→ Records for the exercise
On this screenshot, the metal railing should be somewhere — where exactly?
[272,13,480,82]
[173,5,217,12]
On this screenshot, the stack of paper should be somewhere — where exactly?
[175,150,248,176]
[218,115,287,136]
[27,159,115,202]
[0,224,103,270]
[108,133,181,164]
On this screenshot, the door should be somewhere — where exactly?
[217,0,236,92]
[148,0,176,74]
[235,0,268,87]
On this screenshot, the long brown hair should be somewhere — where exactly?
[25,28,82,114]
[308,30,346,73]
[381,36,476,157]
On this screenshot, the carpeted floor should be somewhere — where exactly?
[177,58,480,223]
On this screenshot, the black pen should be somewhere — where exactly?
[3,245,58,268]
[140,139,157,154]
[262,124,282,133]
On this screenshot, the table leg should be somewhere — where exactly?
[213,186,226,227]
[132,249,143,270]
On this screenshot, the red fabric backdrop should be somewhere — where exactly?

→ Given request
Replace "fabric" with "cloth" in everything from the line containing "On this screenshot, the table" down to the end of the records, and give those lines again with nothing else changed.

→ Output for this task
On this screenshot, the table leg should be somewhere — where exactly?
[213,186,226,227]
[132,249,143,270]
On this screenshot, the red cloth backdrop should be somewhere — where exactly?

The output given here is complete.